# Provided information

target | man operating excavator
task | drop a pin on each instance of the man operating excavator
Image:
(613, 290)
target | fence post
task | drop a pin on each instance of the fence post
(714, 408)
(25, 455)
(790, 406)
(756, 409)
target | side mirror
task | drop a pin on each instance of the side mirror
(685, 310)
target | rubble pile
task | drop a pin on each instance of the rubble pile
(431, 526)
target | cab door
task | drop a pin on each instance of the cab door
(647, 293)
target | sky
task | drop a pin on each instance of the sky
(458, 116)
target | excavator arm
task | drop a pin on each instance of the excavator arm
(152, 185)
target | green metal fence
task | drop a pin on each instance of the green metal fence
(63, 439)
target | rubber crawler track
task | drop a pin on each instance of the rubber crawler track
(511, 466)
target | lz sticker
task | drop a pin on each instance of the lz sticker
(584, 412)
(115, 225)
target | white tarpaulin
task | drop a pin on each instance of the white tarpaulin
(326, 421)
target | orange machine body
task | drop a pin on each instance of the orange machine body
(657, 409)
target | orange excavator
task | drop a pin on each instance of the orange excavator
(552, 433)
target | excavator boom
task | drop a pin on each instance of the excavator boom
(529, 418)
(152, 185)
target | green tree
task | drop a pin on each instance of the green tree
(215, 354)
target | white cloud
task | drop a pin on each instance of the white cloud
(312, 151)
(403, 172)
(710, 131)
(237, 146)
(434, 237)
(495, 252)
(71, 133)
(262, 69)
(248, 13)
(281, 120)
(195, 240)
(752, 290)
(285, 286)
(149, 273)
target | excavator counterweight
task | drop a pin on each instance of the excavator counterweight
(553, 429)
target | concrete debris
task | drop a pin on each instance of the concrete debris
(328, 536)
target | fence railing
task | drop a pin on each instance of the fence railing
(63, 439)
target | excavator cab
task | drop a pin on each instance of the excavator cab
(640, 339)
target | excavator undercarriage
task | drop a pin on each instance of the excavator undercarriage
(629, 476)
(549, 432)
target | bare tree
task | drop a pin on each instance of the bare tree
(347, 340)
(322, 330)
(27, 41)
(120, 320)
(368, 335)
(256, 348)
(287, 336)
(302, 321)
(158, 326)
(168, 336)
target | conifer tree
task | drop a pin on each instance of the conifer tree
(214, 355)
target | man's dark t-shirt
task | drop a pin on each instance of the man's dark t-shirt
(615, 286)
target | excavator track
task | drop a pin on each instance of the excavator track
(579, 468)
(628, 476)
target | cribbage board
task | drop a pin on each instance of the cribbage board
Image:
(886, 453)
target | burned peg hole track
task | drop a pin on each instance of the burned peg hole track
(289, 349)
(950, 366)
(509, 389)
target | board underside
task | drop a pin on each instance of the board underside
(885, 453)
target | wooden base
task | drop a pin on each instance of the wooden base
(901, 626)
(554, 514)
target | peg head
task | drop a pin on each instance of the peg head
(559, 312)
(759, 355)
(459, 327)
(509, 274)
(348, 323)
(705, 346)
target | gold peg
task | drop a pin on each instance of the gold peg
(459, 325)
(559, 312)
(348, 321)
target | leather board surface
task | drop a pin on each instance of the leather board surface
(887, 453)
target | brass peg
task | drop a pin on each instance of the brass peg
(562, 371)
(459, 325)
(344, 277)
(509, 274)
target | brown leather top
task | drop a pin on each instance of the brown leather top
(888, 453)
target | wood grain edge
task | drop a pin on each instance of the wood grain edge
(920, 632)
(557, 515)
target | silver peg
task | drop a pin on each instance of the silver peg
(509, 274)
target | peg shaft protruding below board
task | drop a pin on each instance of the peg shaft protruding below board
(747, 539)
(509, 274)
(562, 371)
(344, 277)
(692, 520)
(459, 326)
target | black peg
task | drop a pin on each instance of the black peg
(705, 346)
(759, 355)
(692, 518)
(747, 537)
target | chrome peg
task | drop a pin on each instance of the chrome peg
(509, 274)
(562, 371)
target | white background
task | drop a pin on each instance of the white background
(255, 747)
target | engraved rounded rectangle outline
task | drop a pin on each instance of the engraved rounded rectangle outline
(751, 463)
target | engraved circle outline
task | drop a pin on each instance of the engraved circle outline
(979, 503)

# Work task
Write out the full listing, keeping every line exactly as it is.

# Answer space
target | man operating excavator
task | drop a pin on each instance of the man operating excavator
Image:
(613, 290)
target | fence post
task | drop a pin on each instance of the fence post
(714, 408)
(25, 455)
(790, 406)
(756, 409)
target | side mirror
task | drop a pin on each instance of the side mirror
(685, 310)
target | rubble pile
task | drop a pin on each instance of the rubble pile
(431, 526)
target | cab door
task | drop a pin on each instance of the cab door
(647, 293)
target | sky
task | drop a pin on each instance of the sky
(458, 116)
target | excavator arm
task | drop a pin on each instance of the excavator arm
(152, 185)
target | green metal fence
task | drop a pin on each instance of the green metal fence
(63, 439)
target | rubber crawler track
task | drop a pin on each instance of the rubber crawler track
(511, 466)
target | lz sticker
task | drop a pin on each instance of the lz sticker
(584, 412)
(115, 225)
target | white tarpaulin
task | drop a pin on each instance of the white tarpaulin
(326, 421)
target | orange machine body
task | drop a pin on each instance of the orange machine body
(657, 409)
target | orange excavator
task | drop a pin on each instance of the orange excavator
(552, 433)
target | excavator boom
task | drop a pin on each instance of the excavator boom
(529, 418)
(152, 185)
target | green tree
task | drop a pin on each instance of the green tree
(215, 354)
target | white cloud
task | drop a pin on each instance of the white cloud
(312, 151)
(403, 172)
(710, 131)
(237, 146)
(434, 237)
(495, 252)
(71, 133)
(262, 69)
(248, 13)
(281, 120)
(195, 240)
(752, 290)
(285, 286)
(149, 273)
target | excavator counterweight
task | drop a pin on each instance of the excavator counterweight
(553, 429)
target | concrete debris
task | drop a pin on each instance of the concrete debris
(328, 536)
target | fence railing
task | drop a pin on each instance of the fence railing
(63, 439)
target | excavator cab
task | drop a pin on each instance of the excavator cab
(640, 339)
target | excavator undercarriage
task | drop a pin on each instance of the excavator undercarriage
(629, 476)
(549, 432)
target | bare tree
task | drop a pin on each instance of the bare tree
(347, 340)
(322, 330)
(27, 41)
(120, 320)
(368, 335)
(256, 348)
(287, 336)
(302, 321)
(158, 326)
(168, 336)
target | conifer tree
task | drop a pin on each instance of the conifer tree
(214, 355)
target | man's dark t-shirt
task | drop a pin on each instance of the man's dark t-shirt
(615, 286)
target | excavator track
task | drop a pin on each instance of the excavator track
(579, 468)
(628, 476)
target | cribbage board
task | drop a pin on each instance of the cribbage board
Image:
(886, 453)
target | burned peg hole track
task | drop a pin on each instance of the burned peg hole track
(289, 349)
(950, 366)
(509, 389)
target | board underside
task | drop a pin on each instance of the board underside
(885, 453)
target | wooden base
task | drop a pin on each instance of the wooden base
(901, 626)
(554, 514)
target | peg head
task | drop a pin on each instance of the peg head
(559, 312)
(759, 355)
(459, 327)
(509, 274)
(348, 323)
(705, 346)
target | gold peg
task | drop a pin on each instance of the gold peg
(459, 325)
(559, 312)
(348, 321)
target | leather board surface
task | drop a pin on each instance of the leather board surface
(887, 453)
target | brass peg
task | drop a pin on each instance of the brass peg
(562, 371)
(459, 325)
(344, 277)
(509, 274)
target | brown leather top
task | drop a pin on each instance of the brown leather top
(888, 453)
target | wood grain edge
task | drop a pin on each instance of the wood grain edge
(920, 632)
(557, 515)
target | silver peg
task | drop a pin on each instance of the silver peg
(509, 274)
target | peg shaft protruding below board
task | drop a pin on each instance of the peg shaft protruding below board
(747, 539)
(509, 274)
(562, 371)
(344, 277)
(692, 520)
(459, 326)
target | black peg
task | drop a pin on each instance of the black peg
(705, 346)
(759, 355)
(692, 518)
(747, 537)
target | chrome peg
task | drop a pin on each instance of the chrome peg
(509, 274)
(562, 371)
target | white background
task | drop a pin on each instance of the white background
(255, 747)
target | engraved rounded rectangle outline
task | drop a pin on each instance of the engraved rounded rectangle outline
(751, 463)
target | engraved circle outline
task | drop a pin on each instance of the engraved circle outline
(979, 503)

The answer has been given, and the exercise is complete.